EXTRACTED TEXT:
• • •

Astana Platform was created after several meetings in Astana between members of the Syrian opposition forces. The platform is headed by the Syrian politician Randa Kassis.

Timeline
 9 April 2015: At a press conference during the Syria talks in Moscow, Kassis called on the Kazakh President Nursultan Nazarbayev to host the Syrian opposition for a new round of negotiations due to Kazakhstan's neutrality and good relations with the permanent members of the UN Security Council.
 21 April 2015: Nazarbayev accepts to host the new round of negotiations between the Syrian opposition forces.
 1 May 2015: Kazakh Foreign Minister Erlan Idrisov and Kassis set up a political platform to assemble Syrian opposition members in the Kazakh capital Astana, which will later be known as the "Astana Platform".
 25–27 May 2015: First round of negotiations mediated by Idrisov.
28 May 2015: Opposition forces issue a joint statement calling for a gradual political transition of power, the withdrawal of all foreign insurgents involved in the conflict, and the release of all political prisoners. They also requested that Kazakhstan agree to host them again for a second round of negotiations.

• • •

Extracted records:
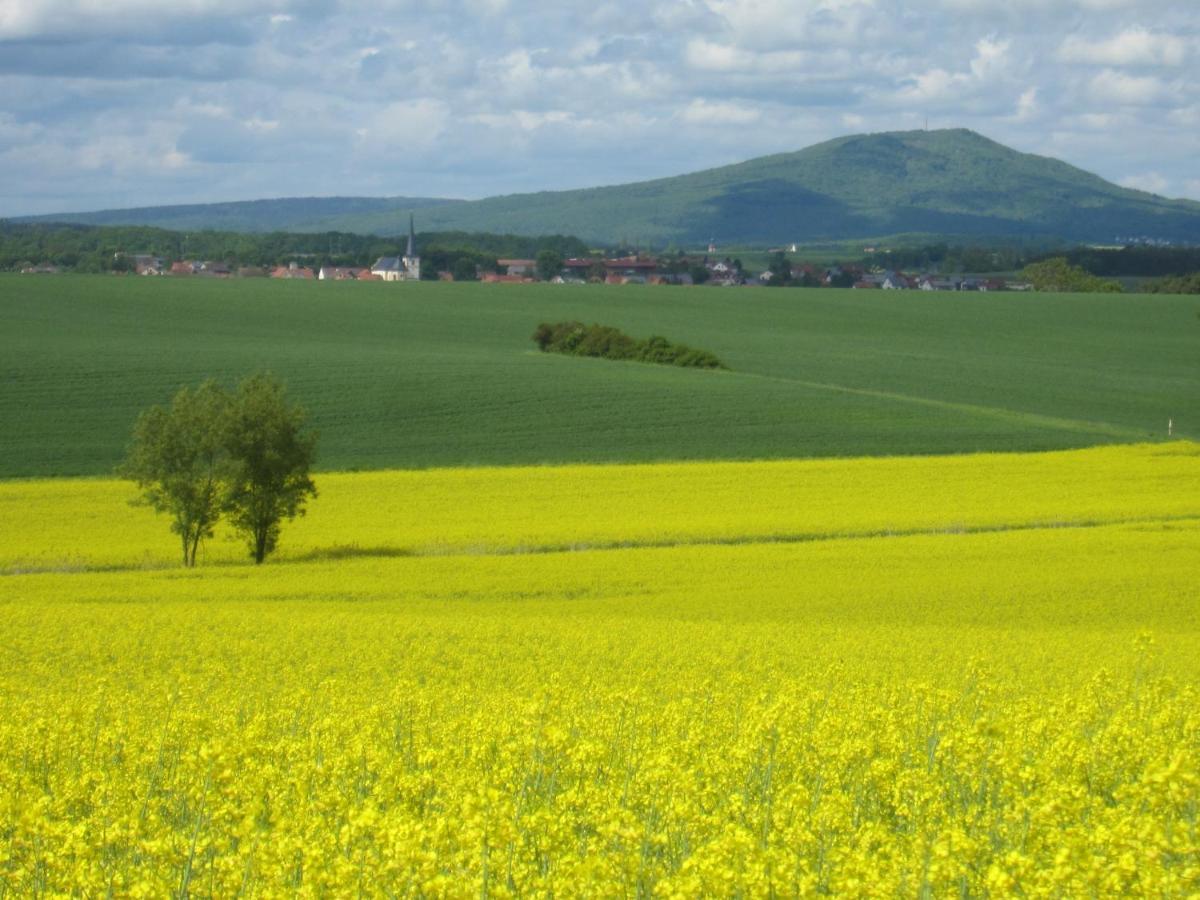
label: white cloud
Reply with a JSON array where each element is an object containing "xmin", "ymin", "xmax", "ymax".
[
  {"xmin": 679, "ymin": 97, "xmax": 763, "ymax": 127},
  {"xmin": 1088, "ymin": 68, "xmax": 1178, "ymax": 106},
  {"xmin": 1057, "ymin": 25, "xmax": 1192, "ymax": 66},
  {"xmin": 0, "ymin": 0, "xmax": 1200, "ymax": 215}
]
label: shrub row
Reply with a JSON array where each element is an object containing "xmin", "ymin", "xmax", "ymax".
[{"xmin": 533, "ymin": 322, "xmax": 726, "ymax": 368}]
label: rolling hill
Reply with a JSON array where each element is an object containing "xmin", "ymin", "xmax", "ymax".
[
  {"xmin": 16, "ymin": 130, "xmax": 1200, "ymax": 246},
  {"xmin": 0, "ymin": 275, "xmax": 1200, "ymax": 482}
]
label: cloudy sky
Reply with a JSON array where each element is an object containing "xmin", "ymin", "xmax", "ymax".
[{"xmin": 0, "ymin": 0, "xmax": 1200, "ymax": 217}]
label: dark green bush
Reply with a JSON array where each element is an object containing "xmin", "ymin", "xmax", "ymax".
[{"xmin": 533, "ymin": 322, "xmax": 725, "ymax": 368}]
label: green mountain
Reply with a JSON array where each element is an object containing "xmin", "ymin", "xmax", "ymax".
[{"xmin": 16, "ymin": 130, "xmax": 1200, "ymax": 245}]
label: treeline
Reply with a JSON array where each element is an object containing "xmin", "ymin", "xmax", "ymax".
[
  {"xmin": 1055, "ymin": 247, "xmax": 1200, "ymax": 278},
  {"xmin": 0, "ymin": 221, "xmax": 588, "ymax": 278},
  {"xmin": 862, "ymin": 242, "xmax": 1036, "ymax": 275},
  {"xmin": 533, "ymin": 322, "xmax": 725, "ymax": 368},
  {"xmin": 862, "ymin": 242, "xmax": 1200, "ymax": 278},
  {"xmin": 1141, "ymin": 272, "xmax": 1200, "ymax": 294}
]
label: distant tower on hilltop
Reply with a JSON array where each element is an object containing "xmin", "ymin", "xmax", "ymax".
[{"xmin": 401, "ymin": 212, "xmax": 421, "ymax": 281}]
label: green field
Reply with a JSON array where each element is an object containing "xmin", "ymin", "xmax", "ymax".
[{"xmin": 0, "ymin": 276, "xmax": 1200, "ymax": 478}]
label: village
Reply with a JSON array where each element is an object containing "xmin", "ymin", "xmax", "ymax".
[{"xmin": 22, "ymin": 248, "xmax": 1030, "ymax": 292}]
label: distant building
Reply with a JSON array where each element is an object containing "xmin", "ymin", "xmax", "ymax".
[
  {"xmin": 271, "ymin": 263, "xmax": 317, "ymax": 281},
  {"xmin": 496, "ymin": 259, "xmax": 538, "ymax": 275},
  {"xmin": 371, "ymin": 216, "xmax": 421, "ymax": 281}
]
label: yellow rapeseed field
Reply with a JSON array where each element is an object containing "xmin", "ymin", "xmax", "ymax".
[{"xmin": 0, "ymin": 444, "xmax": 1200, "ymax": 898}]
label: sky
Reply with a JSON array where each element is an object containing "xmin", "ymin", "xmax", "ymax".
[{"xmin": 0, "ymin": 0, "xmax": 1200, "ymax": 217}]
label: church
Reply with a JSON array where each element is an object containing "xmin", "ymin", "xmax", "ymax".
[{"xmin": 371, "ymin": 216, "xmax": 421, "ymax": 281}]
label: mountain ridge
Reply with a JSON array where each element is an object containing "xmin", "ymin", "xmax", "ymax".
[{"xmin": 14, "ymin": 128, "xmax": 1200, "ymax": 245}]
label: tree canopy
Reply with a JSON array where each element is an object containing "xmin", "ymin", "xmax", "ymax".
[{"xmin": 121, "ymin": 373, "xmax": 317, "ymax": 566}]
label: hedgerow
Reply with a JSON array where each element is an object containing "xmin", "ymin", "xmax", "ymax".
[{"xmin": 533, "ymin": 322, "xmax": 727, "ymax": 368}]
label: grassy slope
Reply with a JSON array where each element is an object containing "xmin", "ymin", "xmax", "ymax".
[{"xmin": 0, "ymin": 276, "xmax": 1200, "ymax": 478}]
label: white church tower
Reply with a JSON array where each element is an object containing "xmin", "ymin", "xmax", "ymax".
[{"xmin": 401, "ymin": 214, "xmax": 421, "ymax": 281}]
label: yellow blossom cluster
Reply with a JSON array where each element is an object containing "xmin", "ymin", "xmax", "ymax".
[{"xmin": 0, "ymin": 448, "xmax": 1200, "ymax": 898}]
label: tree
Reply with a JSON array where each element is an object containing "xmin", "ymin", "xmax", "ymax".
[
  {"xmin": 450, "ymin": 257, "xmax": 479, "ymax": 281},
  {"xmin": 1021, "ymin": 257, "xmax": 1121, "ymax": 293},
  {"xmin": 535, "ymin": 250, "xmax": 563, "ymax": 281},
  {"xmin": 121, "ymin": 382, "xmax": 229, "ymax": 566},
  {"xmin": 223, "ymin": 374, "xmax": 317, "ymax": 563}
]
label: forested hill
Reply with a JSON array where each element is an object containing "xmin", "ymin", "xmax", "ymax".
[{"xmin": 14, "ymin": 130, "xmax": 1200, "ymax": 246}]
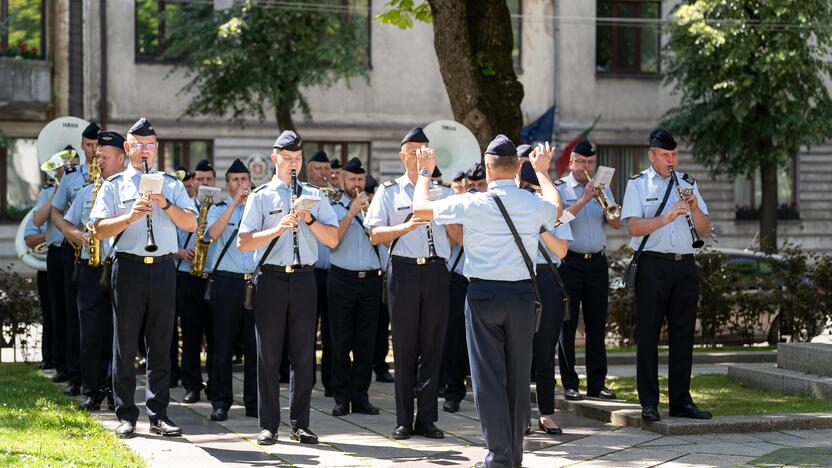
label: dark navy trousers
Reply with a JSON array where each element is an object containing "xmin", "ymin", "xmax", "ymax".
[
  {"xmin": 387, "ymin": 260, "xmax": 448, "ymax": 426},
  {"xmin": 111, "ymin": 256, "xmax": 176, "ymax": 423},
  {"xmin": 465, "ymin": 280, "xmax": 535, "ymax": 467}
]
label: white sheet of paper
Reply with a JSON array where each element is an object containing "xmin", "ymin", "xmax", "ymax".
[
  {"xmin": 592, "ymin": 166, "xmax": 615, "ymax": 187},
  {"xmin": 292, "ymin": 195, "xmax": 321, "ymax": 211},
  {"xmin": 139, "ymin": 173, "xmax": 164, "ymax": 195}
]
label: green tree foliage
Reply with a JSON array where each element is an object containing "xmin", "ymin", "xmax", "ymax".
[
  {"xmin": 165, "ymin": 0, "xmax": 369, "ymax": 130},
  {"xmin": 663, "ymin": 0, "xmax": 832, "ymax": 250}
]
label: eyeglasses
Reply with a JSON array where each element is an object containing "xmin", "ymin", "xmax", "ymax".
[{"xmin": 130, "ymin": 143, "xmax": 156, "ymax": 151}]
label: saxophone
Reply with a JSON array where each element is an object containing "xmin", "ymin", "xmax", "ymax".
[{"xmin": 190, "ymin": 194, "xmax": 214, "ymax": 278}]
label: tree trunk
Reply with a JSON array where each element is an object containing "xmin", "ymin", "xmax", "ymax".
[
  {"xmin": 428, "ymin": 0, "xmax": 523, "ymax": 150},
  {"xmin": 760, "ymin": 155, "xmax": 777, "ymax": 253}
]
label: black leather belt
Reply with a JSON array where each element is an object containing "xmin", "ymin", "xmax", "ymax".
[
  {"xmin": 566, "ymin": 249, "xmax": 607, "ymax": 260},
  {"xmin": 260, "ymin": 265, "xmax": 315, "ymax": 274},
  {"xmin": 644, "ymin": 250, "xmax": 693, "ymax": 262},
  {"xmin": 214, "ymin": 271, "xmax": 251, "ymax": 281},
  {"xmin": 116, "ymin": 252, "xmax": 175, "ymax": 265},
  {"xmin": 332, "ymin": 265, "xmax": 381, "ymax": 279},
  {"xmin": 393, "ymin": 255, "xmax": 445, "ymax": 265}
]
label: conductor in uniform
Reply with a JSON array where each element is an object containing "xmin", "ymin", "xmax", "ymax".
[
  {"xmin": 237, "ymin": 130, "xmax": 338, "ymax": 445},
  {"xmin": 621, "ymin": 128, "xmax": 711, "ymax": 421},
  {"xmin": 555, "ymin": 138, "xmax": 621, "ymax": 400},
  {"xmin": 364, "ymin": 127, "xmax": 451, "ymax": 439},
  {"xmin": 328, "ymin": 158, "xmax": 382, "ymax": 416},
  {"xmin": 414, "ymin": 135, "xmax": 560, "ymax": 467},
  {"xmin": 90, "ymin": 117, "xmax": 196, "ymax": 438}
]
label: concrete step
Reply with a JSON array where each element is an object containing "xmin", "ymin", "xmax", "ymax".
[
  {"xmin": 728, "ymin": 364, "xmax": 832, "ymax": 400},
  {"xmin": 777, "ymin": 343, "xmax": 832, "ymax": 377}
]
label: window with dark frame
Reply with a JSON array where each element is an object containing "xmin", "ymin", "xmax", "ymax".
[
  {"xmin": 595, "ymin": 0, "xmax": 661, "ymax": 77},
  {"xmin": 0, "ymin": 0, "xmax": 46, "ymax": 60}
]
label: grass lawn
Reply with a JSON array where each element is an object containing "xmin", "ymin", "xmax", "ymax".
[
  {"xmin": 596, "ymin": 374, "xmax": 832, "ymax": 416},
  {"xmin": 0, "ymin": 364, "xmax": 145, "ymax": 467}
]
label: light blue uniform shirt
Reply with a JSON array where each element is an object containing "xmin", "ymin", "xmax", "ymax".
[
  {"xmin": 35, "ymin": 185, "xmax": 64, "ymax": 245},
  {"xmin": 205, "ymin": 198, "xmax": 256, "ymax": 273},
  {"xmin": 90, "ymin": 164, "xmax": 196, "ymax": 257},
  {"xmin": 331, "ymin": 196, "xmax": 381, "ymax": 271},
  {"xmin": 621, "ymin": 166, "xmax": 708, "ymax": 254},
  {"xmin": 52, "ymin": 164, "xmax": 89, "ymax": 212},
  {"xmin": 555, "ymin": 174, "xmax": 615, "ymax": 253},
  {"xmin": 433, "ymin": 179, "xmax": 557, "ymax": 281},
  {"xmin": 64, "ymin": 183, "xmax": 113, "ymax": 259},
  {"xmin": 364, "ymin": 174, "xmax": 452, "ymax": 259},
  {"xmin": 240, "ymin": 178, "xmax": 338, "ymax": 266}
]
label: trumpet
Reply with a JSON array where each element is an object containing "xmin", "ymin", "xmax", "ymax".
[
  {"xmin": 667, "ymin": 166, "xmax": 705, "ymax": 249},
  {"xmin": 584, "ymin": 171, "xmax": 621, "ymax": 221}
]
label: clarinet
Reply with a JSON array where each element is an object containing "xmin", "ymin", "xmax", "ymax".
[
  {"xmin": 290, "ymin": 169, "xmax": 303, "ymax": 269},
  {"xmin": 667, "ymin": 166, "xmax": 705, "ymax": 249},
  {"xmin": 142, "ymin": 158, "xmax": 159, "ymax": 252}
]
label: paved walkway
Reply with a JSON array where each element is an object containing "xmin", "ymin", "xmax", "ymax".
[{"xmin": 47, "ymin": 369, "xmax": 832, "ymax": 468}]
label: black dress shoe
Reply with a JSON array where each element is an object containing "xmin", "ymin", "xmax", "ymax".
[
  {"xmin": 352, "ymin": 402, "xmax": 379, "ymax": 416},
  {"xmin": 182, "ymin": 390, "xmax": 199, "ymax": 403},
  {"xmin": 670, "ymin": 403, "xmax": 713, "ymax": 419},
  {"xmin": 116, "ymin": 421, "xmax": 136, "ymax": 439},
  {"xmin": 78, "ymin": 396, "xmax": 102, "ymax": 413},
  {"xmin": 586, "ymin": 387, "xmax": 615, "ymax": 400},
  {"xmin": 413, "ymin": 423, "xmax": 445, "ymax": 439},
  {"xmin": 150, "ymin": 418, "xmax": 182, "ymax": 437},
  {"xmin": 52, "ymin": 372, "xmax": 69, "ymax": 383},
  {"xmin": 641, "ymin": 405, "xmax": 662, "ymax": 422},
  {"xmin": 442, "ymin": 400, "xmax": 459, "ymax": 413},
  {"xmin": 257, "ymin": 429, "xmax": 277, "ymax": 445},
  {"xmin": 332, "ymin": 403, "xmax": 350, "ymax": 416},
  {"xmin": 291, "ymin": 427, "xmax": 318, "ymax": 444},
  {"xmin": 211, "ymin": 408, "xmax": 228, "ymax": 421},
  {"xmin": 393, "ymin": 426, "xmax": 413, "ymax": 440}
]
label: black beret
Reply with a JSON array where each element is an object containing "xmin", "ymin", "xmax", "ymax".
[
  {"xmin": 650, "ymin": 128, "xmax": 676, "ymax": 151},
  {"xmin": 485, "ymin": 134, "xmax": 517, "ymax": 156},
  {"xmin": 343, "ymin": 158, "xmax": 367, "ymax": 174},
  {"xmin": 272, "ymin": 130, "xmax": 303, "ymax": 151},
  {"xmin": 127, "ymin": 117, "xmax": 156, "ymax": 136},
  {"xmin": 520, "ymin": 161, "xmax": 540, "ymax": 185},
  {"xmin": 225, "ymin": 158, "xmax": 251, "ymax": 175},
  {"xmin": 465, "ymin": 162, "xmax": 485, "ymax": 182},
  {"xmin": 81, "ymin": 122, "xmax": 101, "ymax": 140},
  {"xmin": 517, "ymin": 145, "xmax": 533, "ymax": 158},
  {"xmin": 572, "ymin": 138, "xmax": 595, "ymax": 156},
  {"xmin": 96, "ymin": 130, "xmax": 125, "ymax": 151},
  {"xmin": 402, "ymin": 127, "xmax": 430, "ymax": 145},
  {"xmin": 194, "ymin": 159, "xmax": 214, "ymax": 171},
  {"xmin": 309, "ymin": 150, "xmax": 329, "ymax": 164}
]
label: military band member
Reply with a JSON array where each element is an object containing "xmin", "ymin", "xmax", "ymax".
[
  {"xmin": 414, "ymin": 135, "xmax": 559, "ymax": 467},
  {"xmin": 237, "ymin": 130, "xmax": 338, "ymax": 445},
  {"xmin": 64, "ymin": 131, "xmax": 126, "ymax": 411},
  {"xmin": 205, "ymin": 159, "xmax": 257, "ymax": 421},
  {"xmin": 328, "ymin": 158, "xmax": 382, "ymax": 416},
  {"xmin": 90, "ymin": 117, "xmax": 196, "ymax": 438},
  {"xmin": 364, "ymin": 127, "xmax": 451, "ymax": 439},
  {"xmin": 555, "ymin": 139, "xmax": 621, "ymax": 400},
  {"xmin": 621, "ymin": 128, "xmax": 711, "ymax": 421},
  {"xmin": 51, "ymin": 122, "xmax": 100, "ymax": 396},
  {"xmin": 174, "ymin": 159, "xmax": 217, "ymax": 403}
]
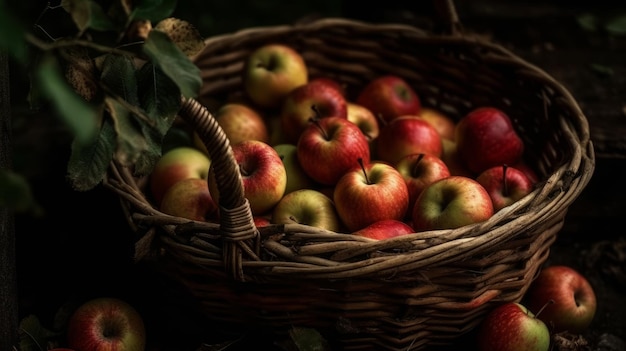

• • •

WRITTEN TASKS:
1. Retype the Astana Platform text word for word, beginning at the words "25–27 May 2015: First" and stopping after the words "round of negotiations.".
2. Answer these questions using the Astana Platform text:
(a) Who heads the Astana Platform?
(b) On what date did Nazarbayev accept to host the new round of negotiations?
(c) Who mediated the first round of negotiations?
3. Write what comes next in the Astana Platform text, picking up after its last sentence.
You won't need the entries for any of this.

RESPONSES TO THE TASKS:
1.
25–27 May 2015: First round of negotiations mediated by Idrisov.
28 May 2015: Opposition forces issue a joint statement calling for a gradual political transition of power, the withdrawal of all foreign insurgents involved in the conflict, and the release of all political prisoners. They also requested that Kazakhstan agree to host them again for a second round of negotiations.

2.
(a) Randa Kassis
(b) 21 April 2015
(c) Kazakh Foreign Minister Erlan Idrisov

3.
 17–18 September 2015: Center of Political and Foreign Affairs (CPFA), headed by Fabien Baussart, organises a conference entitled " Kazakhstan Peace Talks " with the Kazakh government in Astana. The conference participants were multiple Nobel Peace Prize Laureates and other renowned politicians, Kazakh politicians including President Nazarbayev, Fabien Baussart and Randa Kassis. During the conference, Kassis asked Nazarbayev to host a second round of negotiations in October, which he accepted.
 2–4 October 2015: Second round of negotiations between Syrian opposition forces headed by the Secretary of State of Kazakhstan Gulshar Abdeskalkova and mediated by Baussart and the deputy Foreign Minister of Kazakhstan Askar Mussinov.
5 October 2015: The participants of the second round of negotiations release a joint statement calling for a reform of the Syrian constitution and the electoral process.
18 November 2015: The Special Envoy of the President of the Russian Federation and Deputy Foreign Minister Mikhail Bogdanov met with Randa Kassis, the head of the Astana platform. Two parties exchanged views on developments in the situation in Syria. They discussed ways to intensify efforts to launch the political process based on the Geneva Declaration for the process of settling the Syrian crisis on 30 June 2012.
 18 February 2016: The Secretary-General of the League of Arab States, Nabil El-Arabi, met with Randa Kassis, President of the Pluralistic Society Movement and Astana platform, in his office in Cairo. they discussed the process of seeking a political solution.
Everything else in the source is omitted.